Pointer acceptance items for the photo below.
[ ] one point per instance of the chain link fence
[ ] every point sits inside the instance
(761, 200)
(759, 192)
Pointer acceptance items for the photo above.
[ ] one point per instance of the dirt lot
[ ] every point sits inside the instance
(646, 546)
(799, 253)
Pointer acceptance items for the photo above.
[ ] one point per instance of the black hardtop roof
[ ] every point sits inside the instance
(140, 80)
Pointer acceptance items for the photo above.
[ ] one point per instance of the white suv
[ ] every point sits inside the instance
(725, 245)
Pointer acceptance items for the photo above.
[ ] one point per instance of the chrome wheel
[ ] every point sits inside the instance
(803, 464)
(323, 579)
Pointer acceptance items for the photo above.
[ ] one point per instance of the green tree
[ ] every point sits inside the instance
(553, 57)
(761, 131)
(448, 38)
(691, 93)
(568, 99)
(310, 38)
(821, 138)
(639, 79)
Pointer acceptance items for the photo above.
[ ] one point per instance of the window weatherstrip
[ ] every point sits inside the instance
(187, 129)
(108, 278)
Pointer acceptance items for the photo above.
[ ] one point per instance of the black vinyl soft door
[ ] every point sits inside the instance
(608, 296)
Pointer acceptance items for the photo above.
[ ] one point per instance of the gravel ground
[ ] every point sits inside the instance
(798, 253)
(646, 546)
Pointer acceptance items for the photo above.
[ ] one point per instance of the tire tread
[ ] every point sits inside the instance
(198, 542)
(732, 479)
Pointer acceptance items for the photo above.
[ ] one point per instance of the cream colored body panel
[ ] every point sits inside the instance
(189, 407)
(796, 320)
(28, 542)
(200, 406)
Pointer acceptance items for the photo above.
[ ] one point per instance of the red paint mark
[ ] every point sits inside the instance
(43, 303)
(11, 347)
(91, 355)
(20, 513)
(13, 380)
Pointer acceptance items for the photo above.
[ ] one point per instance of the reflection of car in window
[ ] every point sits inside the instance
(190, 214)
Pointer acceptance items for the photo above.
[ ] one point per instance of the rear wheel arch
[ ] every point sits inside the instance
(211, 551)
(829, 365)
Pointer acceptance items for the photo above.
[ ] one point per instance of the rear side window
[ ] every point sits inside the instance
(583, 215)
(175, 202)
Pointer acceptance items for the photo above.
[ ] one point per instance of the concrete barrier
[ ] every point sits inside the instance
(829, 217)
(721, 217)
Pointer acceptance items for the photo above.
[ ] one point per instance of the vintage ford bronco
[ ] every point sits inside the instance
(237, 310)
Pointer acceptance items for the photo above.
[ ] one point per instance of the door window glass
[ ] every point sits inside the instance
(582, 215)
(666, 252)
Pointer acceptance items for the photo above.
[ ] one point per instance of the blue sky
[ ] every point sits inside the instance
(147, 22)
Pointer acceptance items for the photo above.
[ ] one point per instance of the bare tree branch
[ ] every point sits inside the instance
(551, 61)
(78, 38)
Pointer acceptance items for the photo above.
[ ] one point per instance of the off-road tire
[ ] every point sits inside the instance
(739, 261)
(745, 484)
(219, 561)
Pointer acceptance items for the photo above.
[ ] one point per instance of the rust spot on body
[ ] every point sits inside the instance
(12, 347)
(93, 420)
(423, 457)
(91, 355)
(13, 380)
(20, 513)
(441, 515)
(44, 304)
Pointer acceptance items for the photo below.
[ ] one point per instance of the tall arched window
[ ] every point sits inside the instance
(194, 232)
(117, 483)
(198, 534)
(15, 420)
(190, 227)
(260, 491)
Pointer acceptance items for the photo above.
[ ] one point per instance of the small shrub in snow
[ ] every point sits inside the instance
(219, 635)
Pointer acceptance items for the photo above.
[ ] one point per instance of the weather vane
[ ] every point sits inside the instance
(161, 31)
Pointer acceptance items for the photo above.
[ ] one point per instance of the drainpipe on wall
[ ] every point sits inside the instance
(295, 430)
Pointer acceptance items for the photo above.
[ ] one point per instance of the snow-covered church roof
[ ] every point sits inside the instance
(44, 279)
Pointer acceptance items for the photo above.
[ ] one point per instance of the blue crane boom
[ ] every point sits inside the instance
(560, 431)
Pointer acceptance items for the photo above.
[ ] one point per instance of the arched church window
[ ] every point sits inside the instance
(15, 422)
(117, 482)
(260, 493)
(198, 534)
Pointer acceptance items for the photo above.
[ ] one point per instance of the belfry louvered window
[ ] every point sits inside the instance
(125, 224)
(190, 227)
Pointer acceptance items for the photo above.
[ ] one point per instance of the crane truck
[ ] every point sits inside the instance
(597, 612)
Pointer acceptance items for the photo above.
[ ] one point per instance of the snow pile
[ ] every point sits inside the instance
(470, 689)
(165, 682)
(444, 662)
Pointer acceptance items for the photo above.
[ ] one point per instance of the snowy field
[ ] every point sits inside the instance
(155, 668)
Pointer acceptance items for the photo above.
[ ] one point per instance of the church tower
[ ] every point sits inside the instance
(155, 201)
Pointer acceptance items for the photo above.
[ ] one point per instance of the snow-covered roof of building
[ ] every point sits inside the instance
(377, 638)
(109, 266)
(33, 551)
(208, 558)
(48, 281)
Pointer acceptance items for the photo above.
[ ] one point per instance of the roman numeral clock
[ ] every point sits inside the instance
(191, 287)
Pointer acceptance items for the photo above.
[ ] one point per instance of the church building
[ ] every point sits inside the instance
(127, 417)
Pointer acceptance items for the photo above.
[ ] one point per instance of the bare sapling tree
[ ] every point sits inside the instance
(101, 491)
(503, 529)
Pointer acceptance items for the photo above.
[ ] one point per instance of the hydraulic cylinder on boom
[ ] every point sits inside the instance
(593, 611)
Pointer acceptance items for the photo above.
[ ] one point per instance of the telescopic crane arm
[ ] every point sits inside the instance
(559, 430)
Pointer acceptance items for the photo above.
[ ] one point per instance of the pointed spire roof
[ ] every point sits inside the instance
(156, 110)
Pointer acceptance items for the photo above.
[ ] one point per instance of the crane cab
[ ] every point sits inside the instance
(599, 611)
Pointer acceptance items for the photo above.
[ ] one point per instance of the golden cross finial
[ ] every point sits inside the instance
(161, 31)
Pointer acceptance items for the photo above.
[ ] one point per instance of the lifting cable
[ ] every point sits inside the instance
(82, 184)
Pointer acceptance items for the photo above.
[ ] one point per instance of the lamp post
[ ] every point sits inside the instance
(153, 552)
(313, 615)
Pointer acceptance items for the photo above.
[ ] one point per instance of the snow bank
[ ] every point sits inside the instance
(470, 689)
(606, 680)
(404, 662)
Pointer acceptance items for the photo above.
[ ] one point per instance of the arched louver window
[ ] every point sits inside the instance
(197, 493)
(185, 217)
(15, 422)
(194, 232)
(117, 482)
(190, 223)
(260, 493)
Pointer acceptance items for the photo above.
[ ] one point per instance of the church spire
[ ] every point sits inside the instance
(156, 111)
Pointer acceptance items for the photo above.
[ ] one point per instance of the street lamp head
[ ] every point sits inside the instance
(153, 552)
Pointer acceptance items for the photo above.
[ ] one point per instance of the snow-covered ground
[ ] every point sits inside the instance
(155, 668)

EXERCISE TASK: Pull out each line of the data above that contains the word "black", and copy those lines as they appear.

PROBLEM SOLUTION:
[ ] one point per instance of the black hardtop roof
[ ] one point per instance of the black vinyl soft door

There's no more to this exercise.